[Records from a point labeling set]
>> START
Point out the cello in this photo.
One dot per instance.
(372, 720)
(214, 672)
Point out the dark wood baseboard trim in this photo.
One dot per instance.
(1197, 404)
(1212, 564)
>> END
§ Instructions to follow
Rewrite the material, replacing "instance" with "item" everywhere and leaving everything else unchanged.

§ Written answer
Point out the cello in this photo.
One dot per item.
(372, 720)
(214, 672)
Point out the dark wood baseboard trim in this photo.
One dot per item.
(1197, 404)
(1212, 564)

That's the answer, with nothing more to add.